──────── Text section ────────

PubMed/PMC was the obvious first step, but not every article is open access. So, I built an upload gateway allowing users to load their own PDFs. This not only broadened the dataset but also introduced the need to support multiple formats, particularly XML and PDF.

The XML Challenge

XML files have nested structures, making it tricky to extract information while preserving context—like whether a sentence came from the results or discussion section, or which subsection it belongs to.

My solution: recursively parse the document structure, and tag each sentence with section titles and subsections. This metadata is crucial for later retrieval and response accuracy.

The PDF Problem

PDFs are notoriously unstructured. Footnotes, captions, headers—they all float together. I tried tools like PyMuPDF and pdfplumber, but accuracy was lacking.

Eventually, I went with Adobe’s commercial tool, which offers 500 free extractions per month. It delivered the most accurate results when it came to parsing by section.

Embedding: The Heart of RAG

Picking the right embedding model is absolutely critical. While many free options exist, domain alignment is more important than popularity.

I tested two broad categories:

• BERT-based models
• OpenAI’s embedding models

Among the BERT options, BioBERT and PubMedBERT clearly outperformed generic BERT, which was expected given their biomedical training corpora.

The Chunk Size Dilemma

Chunk size—the number of tokens per text segment—is another critical design choice. BERT models usually max out around 512 tokens; OpenAI’s go up to thousands.

Smaller Chunks (~300 tokens):

• Pros: More targeted embeddings, higher retrieval precision, reduced noise.
• Cons: May need more chunks per query, increasing retrieval noise if not filtered well.

Larger Chunks (~500+ tokens):

• Pros: Better context in a single chunk, helps with reasoning-heavy queries.
• Cons: Risk of topic dilution and embedding drift.

Empirically, I found that 300-token chunks with PubMedBERT struck the best balance.

Experimental Results

I tested:

• BERT-based models: 300 vs. 500 tokens
• OpenAI embeddings: 300, 500, 1,000 tokens

Similarity Score Performance: Surprisingly, OpenAI’s text-embedding-3-large underperformed BERT-based models on similarity scores.

BioBERT performed best, followed closely by PubMedBERT. Generic BERT lagged.

Relevance and Topic Coverage: Here, the results flipped: OpenAI embeddings outperformed BERT in capturing broader context and topic relationships.

PubMedBERT showed better performance at 300 tokens than 500, particularly for mechanistic and factual queries.

I went with PubMedBERT + 300-token chunks—it offered the most consistent and precise retrieval for HSV biomedical content.

While GPT-3.5 embeddings capture general semantics well, they’re not tailored for niche biomedical language. PubMedBERT, trained on PubMed full text, provides much sharper domain alignment.

──────── The data ────────

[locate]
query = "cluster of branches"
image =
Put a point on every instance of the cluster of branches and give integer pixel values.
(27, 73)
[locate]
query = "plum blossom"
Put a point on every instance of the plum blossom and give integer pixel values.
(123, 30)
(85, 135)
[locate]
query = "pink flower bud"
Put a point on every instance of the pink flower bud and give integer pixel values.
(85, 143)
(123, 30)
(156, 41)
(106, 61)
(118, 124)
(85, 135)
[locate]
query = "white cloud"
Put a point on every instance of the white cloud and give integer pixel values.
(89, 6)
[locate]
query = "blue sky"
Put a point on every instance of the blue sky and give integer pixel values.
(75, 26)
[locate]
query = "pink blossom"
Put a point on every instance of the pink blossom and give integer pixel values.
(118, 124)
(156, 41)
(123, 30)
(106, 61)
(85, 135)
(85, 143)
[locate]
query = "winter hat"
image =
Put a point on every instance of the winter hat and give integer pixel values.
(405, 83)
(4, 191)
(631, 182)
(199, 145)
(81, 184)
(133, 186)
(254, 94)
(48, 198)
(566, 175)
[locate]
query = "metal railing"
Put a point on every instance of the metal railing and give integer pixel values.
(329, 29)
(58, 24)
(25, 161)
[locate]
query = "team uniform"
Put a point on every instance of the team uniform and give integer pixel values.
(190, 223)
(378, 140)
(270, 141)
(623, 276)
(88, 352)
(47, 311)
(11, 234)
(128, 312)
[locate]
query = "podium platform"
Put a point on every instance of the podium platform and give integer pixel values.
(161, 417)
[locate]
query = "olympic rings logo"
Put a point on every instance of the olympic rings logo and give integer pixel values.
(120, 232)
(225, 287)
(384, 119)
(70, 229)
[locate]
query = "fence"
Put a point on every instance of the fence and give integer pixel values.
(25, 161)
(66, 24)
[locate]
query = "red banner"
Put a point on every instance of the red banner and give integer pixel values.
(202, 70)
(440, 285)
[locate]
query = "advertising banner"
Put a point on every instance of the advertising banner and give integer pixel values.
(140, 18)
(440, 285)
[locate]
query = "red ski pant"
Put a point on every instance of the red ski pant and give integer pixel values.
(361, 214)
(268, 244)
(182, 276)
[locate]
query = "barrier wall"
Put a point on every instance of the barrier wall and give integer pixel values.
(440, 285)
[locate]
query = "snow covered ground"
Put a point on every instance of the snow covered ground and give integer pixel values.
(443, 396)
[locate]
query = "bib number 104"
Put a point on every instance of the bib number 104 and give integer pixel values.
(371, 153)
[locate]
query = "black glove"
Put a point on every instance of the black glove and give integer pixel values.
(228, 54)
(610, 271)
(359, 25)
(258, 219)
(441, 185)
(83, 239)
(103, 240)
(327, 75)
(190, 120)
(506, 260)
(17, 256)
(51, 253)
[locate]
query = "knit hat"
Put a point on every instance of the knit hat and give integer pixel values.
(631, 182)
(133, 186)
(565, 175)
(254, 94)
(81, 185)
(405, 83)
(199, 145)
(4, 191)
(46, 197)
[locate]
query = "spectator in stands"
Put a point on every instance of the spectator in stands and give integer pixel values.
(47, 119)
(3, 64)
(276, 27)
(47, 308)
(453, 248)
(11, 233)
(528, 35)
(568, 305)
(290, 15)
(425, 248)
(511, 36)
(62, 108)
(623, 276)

────────

- [Work to complete]
(1) According to the write-up on the biomedical RAG pipeline, why did the author build an upload gateway?
(2) In the write-up on the biomedical RAG pipeline, how many free extractions per month does Adobe's commercial tool offer?
(3) Rewrite the part of the write-up on the biomedical RAG pipeline between "PubMed/PMC was the" and "XML and PDF.", inclusive, with "upload gateway" changed to "upload portal".

- [Answers for the exercise]
(1) Not every article on PubMed/PMC is open access. The gateway lets users load their own PDFs.

(2) It offers 500 free extractions per month.

(3)
PubMed/PMC was the obvious first step, but not every article is open access. So, I built an upload portal allowing users to load their own PDFs. This not only broadened the dataset but also introduced the need to support multiple formats, particularly XML and PDF.